Start of Record excerpts

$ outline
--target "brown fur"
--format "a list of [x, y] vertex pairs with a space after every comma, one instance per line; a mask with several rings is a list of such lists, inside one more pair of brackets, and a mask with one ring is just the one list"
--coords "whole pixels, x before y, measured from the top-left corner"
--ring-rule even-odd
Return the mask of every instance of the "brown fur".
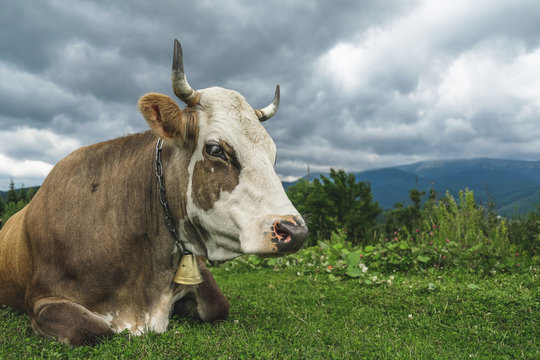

End of Record excerpts

# Task to carry out
Every line of the data above is to be repeated exactly; the images are to be left out.

# Written response
$ outline
--target "brown fur"
--format "a list of [x, y] vertex pairs with a space after every comma, one instance per line; a mask with several rings is a list of such lists, inside one more pair of brackets, and a mask with one ring is just the one list"
--coords "whole pixels, x before y, measured from the top-left corner"
--ring-rule even-odd
Return the mask of every instance of the "brown fur".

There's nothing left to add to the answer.